(STATED EXERCISE A): Which numbered steps does the RV2 workflow page below give titles for? List each one.
(STATED EXERCISE B):
Does the RV2 workflow page below support each of these statements? Answer yes or no for each, and quote the words from the page that decide it.
(i) The RV2 workflow can be broken down into seven main steps.
(ii) In its initial state, the ForceDiagram is already reciprocal to the FormDiagram.
(iii) A Pattern consists of vertices connected by lines.
(STATED EXERCISE C): Pick up the RV2 workflow page below after its last sentence and continue it.

(PASSAGE):
RV2 workflow
TNA workflow
The relationship between: the compression equilibrium shape, the thrust network or the "thrust diagram" (G); its planar projection (primal grid Γ, or the "form diagram"); and the reciprocal diagram (dual grid Γ*, or the "force diagram" ).
RV2 workflow
The workflow of RV2 is based on the theoretical framework of TNA, which can be broken down into 7 main steps.
1. Create and Modify Pattern
A Pattern
describes the topology of the FormDiagram
. A Pattern
is a collection of vertices interconnected by lines or "edges". RV2 provides several methods for generating a Pattern
and various mechanisms to modify and refine its geometry.
2. Define Boundary Conditions
In this step, additional information is added to the Pattern
, such as identification of the support vertices and refinement of the geometry of the unsupported boundaries.
3. Create Form Diagram
Once the support vertices have been defined and the boudaries have been properly modified, the FormDiagram
can be created from the Pattern
.
4. Create Force Diagram
Once the FormDiagram
has been successfully created, the ForceDiagram
can be created. In its initial state, the ForceDiagram
is the topological dual of the FormDiagram
; the two diagrams are not yet reciprocal.

(RECORDS PROVIDED):
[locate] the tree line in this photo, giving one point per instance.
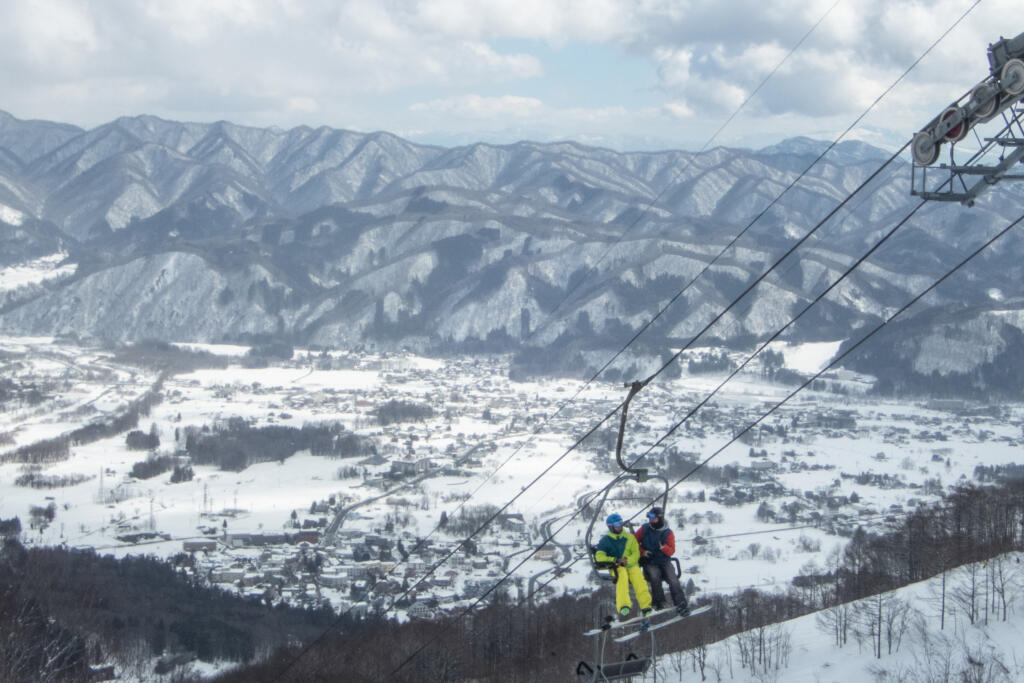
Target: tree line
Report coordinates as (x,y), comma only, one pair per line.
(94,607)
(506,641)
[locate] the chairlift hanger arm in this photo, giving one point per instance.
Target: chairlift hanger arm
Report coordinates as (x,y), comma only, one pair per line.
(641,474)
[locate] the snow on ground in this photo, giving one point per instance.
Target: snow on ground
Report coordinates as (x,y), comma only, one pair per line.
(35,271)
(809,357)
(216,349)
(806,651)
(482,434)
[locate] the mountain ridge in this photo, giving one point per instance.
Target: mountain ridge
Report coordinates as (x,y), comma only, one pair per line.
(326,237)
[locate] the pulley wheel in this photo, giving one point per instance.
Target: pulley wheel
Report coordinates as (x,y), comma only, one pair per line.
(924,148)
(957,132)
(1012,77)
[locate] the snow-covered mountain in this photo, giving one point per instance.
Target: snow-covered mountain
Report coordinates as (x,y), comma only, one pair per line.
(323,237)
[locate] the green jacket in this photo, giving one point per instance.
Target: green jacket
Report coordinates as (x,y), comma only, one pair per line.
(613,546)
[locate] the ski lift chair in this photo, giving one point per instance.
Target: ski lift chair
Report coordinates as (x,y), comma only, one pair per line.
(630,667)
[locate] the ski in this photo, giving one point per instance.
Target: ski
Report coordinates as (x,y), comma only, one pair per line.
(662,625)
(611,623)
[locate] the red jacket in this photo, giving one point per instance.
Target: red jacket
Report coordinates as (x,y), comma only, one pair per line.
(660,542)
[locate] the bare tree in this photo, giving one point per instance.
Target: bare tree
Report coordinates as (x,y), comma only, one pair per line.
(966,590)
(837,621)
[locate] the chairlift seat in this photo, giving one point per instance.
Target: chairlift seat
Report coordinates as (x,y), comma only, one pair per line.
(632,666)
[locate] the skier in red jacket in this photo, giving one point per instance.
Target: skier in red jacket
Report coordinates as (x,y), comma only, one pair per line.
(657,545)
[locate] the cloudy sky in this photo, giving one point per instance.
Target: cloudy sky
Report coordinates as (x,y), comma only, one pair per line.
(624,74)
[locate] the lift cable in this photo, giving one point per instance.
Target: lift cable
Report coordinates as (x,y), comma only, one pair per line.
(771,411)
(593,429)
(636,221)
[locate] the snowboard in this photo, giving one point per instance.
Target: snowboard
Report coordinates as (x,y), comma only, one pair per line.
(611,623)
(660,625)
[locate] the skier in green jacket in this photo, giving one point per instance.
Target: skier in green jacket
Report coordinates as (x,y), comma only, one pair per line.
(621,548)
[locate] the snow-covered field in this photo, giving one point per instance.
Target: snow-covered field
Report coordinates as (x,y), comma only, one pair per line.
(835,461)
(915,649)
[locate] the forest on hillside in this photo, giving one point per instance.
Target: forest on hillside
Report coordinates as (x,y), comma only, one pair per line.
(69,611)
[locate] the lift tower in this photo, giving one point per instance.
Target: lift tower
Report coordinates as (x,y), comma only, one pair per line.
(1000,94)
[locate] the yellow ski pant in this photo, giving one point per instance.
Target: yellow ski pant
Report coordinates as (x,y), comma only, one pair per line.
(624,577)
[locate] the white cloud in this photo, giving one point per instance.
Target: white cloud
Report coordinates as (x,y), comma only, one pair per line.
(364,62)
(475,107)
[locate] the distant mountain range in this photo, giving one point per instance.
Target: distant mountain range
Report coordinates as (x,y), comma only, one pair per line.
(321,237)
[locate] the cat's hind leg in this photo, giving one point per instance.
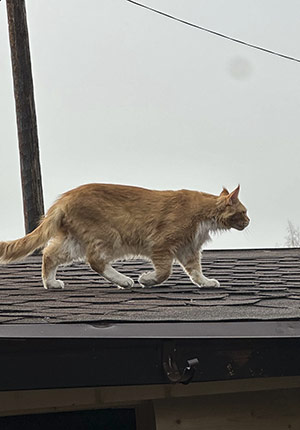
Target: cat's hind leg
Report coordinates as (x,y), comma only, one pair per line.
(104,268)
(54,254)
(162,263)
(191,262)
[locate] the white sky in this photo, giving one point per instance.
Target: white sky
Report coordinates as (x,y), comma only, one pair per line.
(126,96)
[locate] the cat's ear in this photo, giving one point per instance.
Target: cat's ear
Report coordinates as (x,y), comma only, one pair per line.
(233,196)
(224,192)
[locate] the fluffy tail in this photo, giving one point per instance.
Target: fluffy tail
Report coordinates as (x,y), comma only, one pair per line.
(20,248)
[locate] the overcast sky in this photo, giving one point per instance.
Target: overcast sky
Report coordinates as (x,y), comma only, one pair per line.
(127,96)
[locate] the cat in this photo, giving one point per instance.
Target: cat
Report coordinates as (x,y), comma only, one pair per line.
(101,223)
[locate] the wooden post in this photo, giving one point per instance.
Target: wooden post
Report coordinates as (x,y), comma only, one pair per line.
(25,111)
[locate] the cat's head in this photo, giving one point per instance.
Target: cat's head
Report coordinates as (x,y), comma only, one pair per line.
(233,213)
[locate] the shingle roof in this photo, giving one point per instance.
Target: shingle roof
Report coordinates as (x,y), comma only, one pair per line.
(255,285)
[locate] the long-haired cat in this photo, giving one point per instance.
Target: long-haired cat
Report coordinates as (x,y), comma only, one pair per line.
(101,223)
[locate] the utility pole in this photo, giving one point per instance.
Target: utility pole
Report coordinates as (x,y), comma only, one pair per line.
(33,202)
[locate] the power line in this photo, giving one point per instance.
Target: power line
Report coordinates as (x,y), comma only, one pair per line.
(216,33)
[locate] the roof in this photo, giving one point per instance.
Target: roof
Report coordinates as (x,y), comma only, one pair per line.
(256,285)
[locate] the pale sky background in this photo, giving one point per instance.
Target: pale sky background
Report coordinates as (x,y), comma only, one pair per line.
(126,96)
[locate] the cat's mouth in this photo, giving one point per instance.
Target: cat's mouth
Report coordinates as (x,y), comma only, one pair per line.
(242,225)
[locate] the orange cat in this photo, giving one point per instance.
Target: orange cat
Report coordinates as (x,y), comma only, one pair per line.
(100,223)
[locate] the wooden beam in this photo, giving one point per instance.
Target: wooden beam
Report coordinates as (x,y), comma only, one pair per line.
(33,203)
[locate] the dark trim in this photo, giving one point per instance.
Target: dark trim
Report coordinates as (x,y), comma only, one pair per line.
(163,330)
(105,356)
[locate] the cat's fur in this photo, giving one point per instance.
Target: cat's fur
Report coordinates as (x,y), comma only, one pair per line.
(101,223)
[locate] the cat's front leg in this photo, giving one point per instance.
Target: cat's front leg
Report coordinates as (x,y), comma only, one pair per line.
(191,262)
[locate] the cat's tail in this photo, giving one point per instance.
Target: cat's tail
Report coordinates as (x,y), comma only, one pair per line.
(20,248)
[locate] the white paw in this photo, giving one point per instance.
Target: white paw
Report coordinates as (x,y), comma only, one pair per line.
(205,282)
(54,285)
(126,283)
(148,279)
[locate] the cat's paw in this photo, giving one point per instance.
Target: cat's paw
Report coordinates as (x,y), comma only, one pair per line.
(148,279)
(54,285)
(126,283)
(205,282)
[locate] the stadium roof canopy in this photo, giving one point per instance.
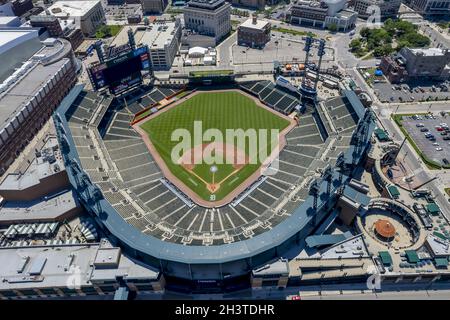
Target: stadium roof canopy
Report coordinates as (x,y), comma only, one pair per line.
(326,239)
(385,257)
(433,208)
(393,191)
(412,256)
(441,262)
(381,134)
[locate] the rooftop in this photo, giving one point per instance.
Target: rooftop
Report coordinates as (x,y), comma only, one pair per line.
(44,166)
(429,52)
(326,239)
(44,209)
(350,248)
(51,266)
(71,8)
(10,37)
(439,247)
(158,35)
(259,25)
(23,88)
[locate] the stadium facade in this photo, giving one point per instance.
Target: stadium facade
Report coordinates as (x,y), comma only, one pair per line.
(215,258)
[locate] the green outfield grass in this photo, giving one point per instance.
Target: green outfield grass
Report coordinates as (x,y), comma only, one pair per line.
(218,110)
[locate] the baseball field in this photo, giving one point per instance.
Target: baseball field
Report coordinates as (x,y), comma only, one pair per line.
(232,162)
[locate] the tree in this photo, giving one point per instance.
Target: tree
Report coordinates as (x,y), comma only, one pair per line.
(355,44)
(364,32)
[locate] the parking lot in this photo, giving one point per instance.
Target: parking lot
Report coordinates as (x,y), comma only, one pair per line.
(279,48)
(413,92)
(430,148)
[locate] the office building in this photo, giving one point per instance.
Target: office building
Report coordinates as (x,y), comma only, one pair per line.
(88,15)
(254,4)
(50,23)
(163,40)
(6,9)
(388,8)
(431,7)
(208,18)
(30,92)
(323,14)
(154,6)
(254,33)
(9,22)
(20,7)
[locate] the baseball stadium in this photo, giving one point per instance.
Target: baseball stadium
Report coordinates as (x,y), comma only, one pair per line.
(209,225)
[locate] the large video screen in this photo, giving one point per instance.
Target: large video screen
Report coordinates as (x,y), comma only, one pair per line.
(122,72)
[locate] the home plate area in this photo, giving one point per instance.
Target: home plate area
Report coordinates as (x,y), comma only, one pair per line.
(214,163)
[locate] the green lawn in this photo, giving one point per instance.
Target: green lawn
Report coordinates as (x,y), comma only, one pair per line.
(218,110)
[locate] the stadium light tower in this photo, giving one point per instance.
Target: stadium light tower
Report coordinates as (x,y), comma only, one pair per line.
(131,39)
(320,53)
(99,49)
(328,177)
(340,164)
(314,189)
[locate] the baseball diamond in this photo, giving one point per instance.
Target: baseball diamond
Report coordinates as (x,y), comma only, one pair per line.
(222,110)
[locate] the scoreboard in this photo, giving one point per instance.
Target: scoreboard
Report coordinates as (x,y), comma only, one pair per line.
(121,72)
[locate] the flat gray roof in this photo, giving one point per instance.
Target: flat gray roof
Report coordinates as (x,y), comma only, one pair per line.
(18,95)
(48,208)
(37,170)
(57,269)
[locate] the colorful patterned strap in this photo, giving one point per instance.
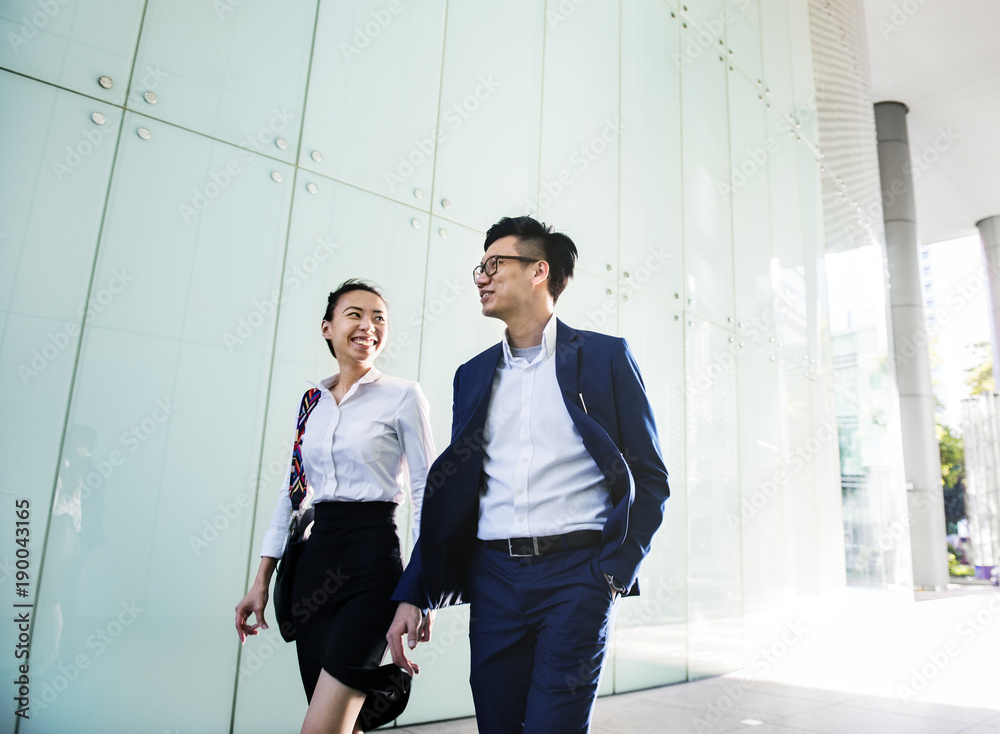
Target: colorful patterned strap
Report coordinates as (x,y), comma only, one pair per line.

(TASK RESPONSE A):
1. Create and Modify Pattern
2. Define Boundary Conditions
3. Create Form Diagram
4. Create Force Diagram

(TASK RESPONSE B):
(i) Yes: "which can be broken down into 7 main steps"
(ii) No: "the two diagrams are not yet reciprocal"
(iii) Yes: "a collection of vertices interconnected by lines"

(TASK RESPONSE C):
5. Horizontal Equilibrium
In order for the FormDiagram
and the ForceDiagram
to be reciprocal, the edges of one diagram needs to be perpendicular to the corresponding edge in the other diagram. Horizontal equilibrium solver iteratively repositions the vertices of the FormDiagram
and/or ForceDiagram
until the perpendicularity criteria (within desired angle tolerance) is met.
6. Vertical Equilibrium
Once the FormDiagram
and ForceDiagram
are reciprocal (in other words, in horizontal equilibrium), the geometry of the ThrustDiagram
can be computed. The ThrustDiagram
is equivalent to the FormDiagram
with the updated z coordinates of its vertices (therefore updated self-weight at each vertex).
Given a desired target height of the eventual ThrustDiagram
, vertical equilibrium solver iteratively re-scales the ThrustDiagram
in the z-axis, until the highest vertex of the ThrustDigram
lies at the desired target height.
7. Materialisation
Once the vertical equilibrium has been computed, the geometry of the ThrustDiagram can then be used to develop materialisation and fabrication strategies.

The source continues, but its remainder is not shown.